**Requirement**
Please update the records from the line containing "For this evaluation, locate the ceiling fan light" through the end, replacing "evaluation" with "assessment" and changing nothing else. Return only those lines.

**Information given**
........
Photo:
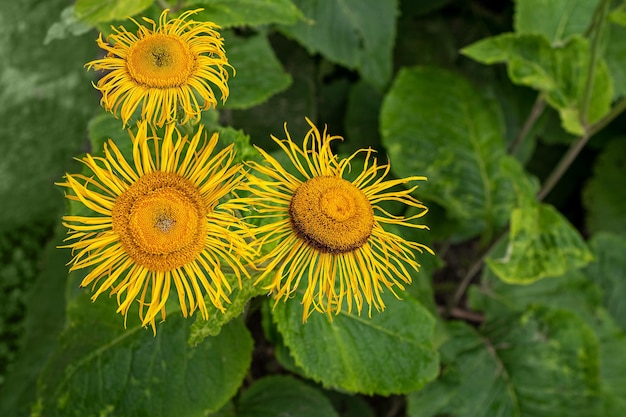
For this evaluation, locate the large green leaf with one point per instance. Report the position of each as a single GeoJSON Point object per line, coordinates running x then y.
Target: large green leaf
{"type": "Point", "coordinates": [96, 11]}
{"type": "Point", "coordinates": [46, 100]}
{"type": "Point", "coordinates": [361, 121]}
{"type": "Point", "coordinates": [618, 15]}
{"type": "Point", "coordinates": [45, 315]}
{"type": "Point", "coordinates": [260, 73]}
{"type": "Point", "coordinates": [391, 352]}
{"type": "Point", "coordinates": [556, 19]}
{"type": "Point", "coordinates": [542, 243]}
{"type": "Point", "coordinates": [541, 363]}
{"type": "Point", "coordinates": [290, 106]}
{"type": "Point", "coordinates": [604, 195]}
{"type": "Point", "coordinates": [101, 368]}
{"type": "Point", "coordinates": [435, 123]}
{"type": "Point", "coordinates": [609, 272]}
{"type": "Point", "coordinates": [615, 56]}
{"type": "Point", "coordinates": [228, 13]}
{"type": "Point", "coordinates": [283, 396]}
{"type": "Point", "coordinates": [560, 72]}
{"type": "Point", "coordinates": [357, 34]}
{"type": "Point", "coordinates": [576, 292]}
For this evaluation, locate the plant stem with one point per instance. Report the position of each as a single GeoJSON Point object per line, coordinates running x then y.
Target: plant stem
{"type": "Point", "coordinates": [535, 112]}
{"type": "Point", "coordinates": [615, 111]}
{"type": "Point", "coordinates": [599, 20]}
{"type": "Point", "coordinates": [563, 165]}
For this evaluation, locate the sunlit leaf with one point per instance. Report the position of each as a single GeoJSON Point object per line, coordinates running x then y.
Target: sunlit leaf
{"type": "Point", "coordinates": [434, 123]}
{"type": "Point", "coordinates": [542, 243]}
{"type": "Point", "coordinates": [96, 11]}
{"type": "Point", "coordinates": [540, 363]}
{"type": "Point", "coordinates": [228, 13]}
{"type": "Point", "coordinates": [558, 20]}
{"type": "Point", "coordinates": [604, 195]}
{"type": "Point", "coordinates": [560, 72]}
{"type": "Point", "coordinates": [100, 367]}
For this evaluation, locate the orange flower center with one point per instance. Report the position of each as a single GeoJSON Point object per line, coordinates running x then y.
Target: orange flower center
{"type": "Point", "coordinates": [331, 214]}
{"type": "Point", "coordinates": [161, 221]}
{"type": "Point", "coordinates": [160, 61]}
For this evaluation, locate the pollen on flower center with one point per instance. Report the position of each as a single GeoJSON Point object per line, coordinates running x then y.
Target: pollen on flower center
{"type": "Point", "coordinates": [161, 221]}
{"type": "Point", "coordinates": [331, 214]}
{"type": "Point", "coordinates": [160, 61]}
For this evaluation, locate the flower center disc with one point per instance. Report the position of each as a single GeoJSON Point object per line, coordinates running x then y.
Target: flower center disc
{"type": "Point", "coordinates": [331, 214]}
{"type": "Point", "coordinates": [161, 221]}
{"type": "Point", "coordinates": [160, 61]}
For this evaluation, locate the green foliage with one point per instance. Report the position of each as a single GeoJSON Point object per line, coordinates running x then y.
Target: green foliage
{"type": "Point", "coordinates": [542, 243]}
{"type": "Point", "coordinates": [262, 75]}
{"type": "Point", "coordinates": [96, 11]}
{"type": "Point", "coordinates": [539, 363]}
{"type": "Point", "coordinates": [357, 34]}
{"type": "Point", "coordinates": [282, 395]}
{"type": "Point", "coordinates": [557, 20]}
{"type": "Point", "coordinates": [101, 365]}
{"type": "Point", "coordinates": [604, 195]}
{"type": "Point", "coordinates": [560, 73]}
{"type": "Point", "coordinates": [414, 81]}
{"type": "Point", "coordinates": [383, 354]}
{"type": "Point", "coordinates": [228, 13]}
{"type": "Point", "coordinates": [456, 136]}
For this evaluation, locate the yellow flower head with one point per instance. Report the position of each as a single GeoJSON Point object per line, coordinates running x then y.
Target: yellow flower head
{"type": "Point", "coordinates": [159, 221]}
{"type": "Point", "coordinates": [327, 230]}
{"type": "Point", "coordinates": [167, 69]}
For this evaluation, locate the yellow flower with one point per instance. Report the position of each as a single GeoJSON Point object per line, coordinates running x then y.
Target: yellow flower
{"type": "Point", "coordinates": [159, 221]}
{"type": "Point", "coordinates": [167, 70]}
{"type": "Point", "coordinates": [327, 231]}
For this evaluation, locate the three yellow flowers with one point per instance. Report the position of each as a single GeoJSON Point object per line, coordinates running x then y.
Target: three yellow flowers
{"type": "Point", "coordinates": [177, 213]}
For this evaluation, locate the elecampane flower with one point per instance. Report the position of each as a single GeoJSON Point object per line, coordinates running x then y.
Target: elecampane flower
{"type": "Point", "coordinates": [159, 222]}
{"type": "Point", "coordinates": [167, 69]}
{"type": "Point", "coordinates": [327, 232]}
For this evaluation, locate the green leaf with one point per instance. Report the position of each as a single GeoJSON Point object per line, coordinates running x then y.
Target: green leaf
{"type": "Point", "coordinates": [67, 26]}
{"type": "Point", "coordinates": [358, 34]}
{"type": "Point", "coordinates": [43, 322]}
{"type": "Point", "coordinates": [542, 243]}
{"type": "Point", "coordinates": [560, 72]}
{"type": "Point", "coordinates": [435, 123]}
{"type": "Point", "coordinates": [615, 56]}
{"type": "Point", "coordinates": [361, 121]}
{"type": "Point", "coordinates": [101, 368]}
{"type": "Point", "coordinates": [391, 352]}
{"type": "Point", "coordinates": [558, 20]}
{"type": "Point", "coordinates": [618, 15]}
{"type": "Point", "coordinates": [541, 363]}
{"type": "Point", "coordinates": [46, 100]}
{"type": "Point", "coordinates": [289, 106]}
{"type": "Point", "coordinates": [260, 74]}
{"type": "Point", "coordinates": [239, 298]}
{"type": "Point", "coordinates": [283, 396]}
{"type": "Point", "coordinates": [96, 11]}
{"type": "Point", "coordinates": [576, 292]}
{"type": "Point", "coordinates": [604, 195]}
{"type": "Point", "coordinates": [609, 271]}
{"type": "Point", "coordinates": [228, 13]}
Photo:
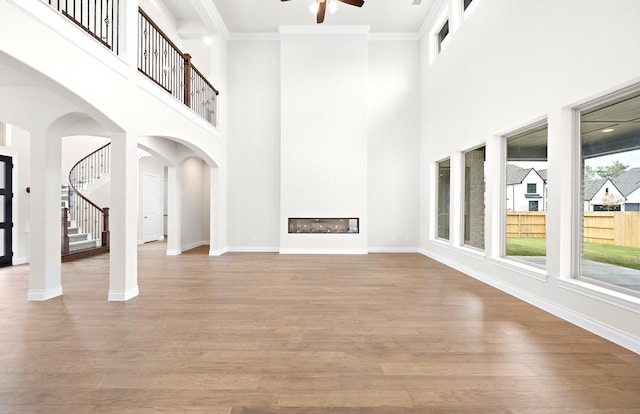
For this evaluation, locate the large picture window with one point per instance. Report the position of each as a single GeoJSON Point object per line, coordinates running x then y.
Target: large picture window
{"type": "Point", "coordinates": [474, 182]}
{"type": "Point", "coordinates": [526, 196]}
{"type": "Point", "coordinates": [444, 193]}
{"type": "Point", "coordinates": [610, 197]}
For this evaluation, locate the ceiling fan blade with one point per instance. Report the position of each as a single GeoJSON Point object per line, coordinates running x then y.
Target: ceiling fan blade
{"type": "Point", "coordinates": [357, 3]}
{"type": "Point", "coordinates": [322, 9]}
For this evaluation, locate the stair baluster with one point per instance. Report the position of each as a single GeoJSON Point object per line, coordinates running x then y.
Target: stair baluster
{"type": "Point", "coordinates": [82, 211]}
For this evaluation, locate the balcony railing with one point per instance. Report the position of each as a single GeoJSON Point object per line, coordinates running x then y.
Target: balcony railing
{"type": "Point", "coordinates": [99, 18]}
{"type": "Point", "coordinates": [163, 62]}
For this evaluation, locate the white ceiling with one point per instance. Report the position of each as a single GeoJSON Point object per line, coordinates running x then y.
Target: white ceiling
{"type": "Point", "coordinates": [264, 16]}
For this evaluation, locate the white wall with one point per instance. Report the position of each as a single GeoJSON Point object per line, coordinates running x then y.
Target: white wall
{"type": "Point", "coordinates": [18, 144]}
{"type": "Point", "coordinates": [150, 165]}
{"type": "Point", "coordinates": [323, 166]}
{"type": "Point", "coordinates": [510, 64]}
{"type": "Point", "coordinates": [254, 146]}
{"type": "Point", "coordinates": [195, 203]}
{"type": "Point", "coordinates": [393, 178]}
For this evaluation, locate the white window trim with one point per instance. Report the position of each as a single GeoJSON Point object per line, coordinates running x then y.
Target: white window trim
{"type": "Point", "coordinates": [499, 251]}
{"type": "Point", "coordinates": [578, 283]}
{"type": "Point", "coordinates": [433, 35]}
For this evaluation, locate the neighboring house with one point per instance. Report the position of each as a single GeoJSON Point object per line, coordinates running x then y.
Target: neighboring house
{"type": "Point", "coordinates": [602, 195]}
{"type": "Point", "coordinates": [526, 189]}
{"type": "Point", "coordinates": [629, 185]}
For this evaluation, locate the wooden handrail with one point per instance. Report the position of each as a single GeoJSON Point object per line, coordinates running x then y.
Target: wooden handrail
{"type": "Point", "coordinates": [155, 26]}
{"type": "Point", "coordinates": [205, 80]}
{"type": "Point", "coordinates": [75, 190]}
{"type": "Point", "coordinates": [160, 60]}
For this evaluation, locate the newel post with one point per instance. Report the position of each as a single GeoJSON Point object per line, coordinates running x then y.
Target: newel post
{"type": "Point", "coordinates": [64, 222]}
{"type": "Point", "coordinates": [187, 79]}
{"type": "Point", "coordinates": [105, 227]}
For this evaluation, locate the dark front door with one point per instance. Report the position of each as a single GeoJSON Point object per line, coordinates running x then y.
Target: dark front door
{"type": "Point", "coordinates": [6, 198]}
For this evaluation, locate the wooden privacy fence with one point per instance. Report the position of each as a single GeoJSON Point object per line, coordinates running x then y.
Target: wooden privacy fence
{"type": "Point", "coordinates": [606, 227]}
{"type": "Point", "coordinates": [617, 228]}
{"type": "Point", "coordinates": [526, 224]}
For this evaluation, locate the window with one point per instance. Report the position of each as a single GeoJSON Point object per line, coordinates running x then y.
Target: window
{"type": "Point", "coordinates": [442, 35]}
{"type": "Point", "coordinates": [610, 242]}
{"type": "Point", "coordinates": [474, 198]}
{"type": "Point", "coordinates": [526, 203]}
{"type": "Point", "coordinates": [444, 188]}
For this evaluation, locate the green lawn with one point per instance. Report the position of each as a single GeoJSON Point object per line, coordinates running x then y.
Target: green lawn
{"type": "Point", "coordinates": [604, 253]}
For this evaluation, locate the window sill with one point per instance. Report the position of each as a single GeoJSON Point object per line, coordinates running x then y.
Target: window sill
{"type": "Point", "coordinates": [522, 268]}
{"type": "Point", "coordinates": [603, 294]}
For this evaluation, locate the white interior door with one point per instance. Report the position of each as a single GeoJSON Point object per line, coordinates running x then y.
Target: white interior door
{"type": "Point", "coordinates": [151, 208]}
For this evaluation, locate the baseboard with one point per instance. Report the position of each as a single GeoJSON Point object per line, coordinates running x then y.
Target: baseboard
{"type": "Point", "coordinates": [253, 249]}
{"type": "Point", "coordinates": [394, 250]}
{"type": "Point", "coordinates": [195, 244]}
{"type": "Point", "coordinates": [40, 295]}
{"type": "Point", "coordinates": [605, 331]}
{"type": "Point", "coordinates": [323, 251]}
{"type": "Point", "coordinates": [218, 252]}
{"type": "Point", "coordinates": [123, 295]}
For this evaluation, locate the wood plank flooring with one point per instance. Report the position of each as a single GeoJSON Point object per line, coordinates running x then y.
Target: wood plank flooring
{"type": "Point", "coordinates": [263, 333]}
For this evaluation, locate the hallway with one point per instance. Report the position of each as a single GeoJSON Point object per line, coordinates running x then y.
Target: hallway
{"type": "Point", "coordinates": [269, 333]}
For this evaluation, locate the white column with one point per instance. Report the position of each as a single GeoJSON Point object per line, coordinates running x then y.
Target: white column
{"type": "Point", "coordinates": [456, 226]}
{"type": "Point", "coordinates": [495, 210]}
{"type": "Point", "coordinates": [123, 276]}
{"type": "Point", "coordinates": [218, 212]}
{"type": "Point", "coordinates": [174, 211]}
{"type": "Point", "coordinates": [129, 32]}
{"type": "Point", "coordinates": [45, 269]}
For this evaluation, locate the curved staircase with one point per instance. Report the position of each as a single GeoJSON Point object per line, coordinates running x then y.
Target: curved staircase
{"type": "Point", "coordinates": [85, 226]}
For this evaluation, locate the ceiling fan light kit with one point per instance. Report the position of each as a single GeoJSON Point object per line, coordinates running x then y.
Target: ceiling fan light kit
{"type": "Point", "coordinates": [319, 7]}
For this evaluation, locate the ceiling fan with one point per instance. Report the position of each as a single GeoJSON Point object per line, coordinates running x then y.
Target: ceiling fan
{"type": "Point", "coordinates": [322, 7]}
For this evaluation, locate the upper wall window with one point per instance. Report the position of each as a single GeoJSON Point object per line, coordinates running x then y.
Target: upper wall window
{"type": "Point", "coordinates": [444, 193]}
{"type": "Point", "coordinates": [442, 35]}
{"type": "Point", "coordinates": [526, 196]}
{"type": "Point", "coordinates": [610, 199]}
{"type": "Point", "coordinates": [474, 165]}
........
**Reply**
For this assessment, locate the ceiling fan light kit with one point per instance. Report the position of each as a single GeoJSON Point object per line, coordinates running x then y.
Target: ceiling fan light kit
{"type": "Point", "coordinates": [319, 7]}
For this assessment, locate the ceiling fan with one point per instance. Report the position of each as a single GeoJSON Point object per line, coordinates running x then y.
Target: ceiling fan
{"type": "Point", "coordinates": [322, 7]}
For this assessment, locate the upper wall window with one point per instance. Report the position of each as a single GeoJSON Point object per line, coordinates running x then y.
Target: upper wall window
{"type": "Point", "coordinates": [444, 193]}
{"type": "Point", "coordinates": [442, 35]}
{"type": "Point", "coordinates": [526, 196]}
{"type": "Point", "coordinates": [610, 199]}
{"type": "Point", "coordinates": [474, 165]}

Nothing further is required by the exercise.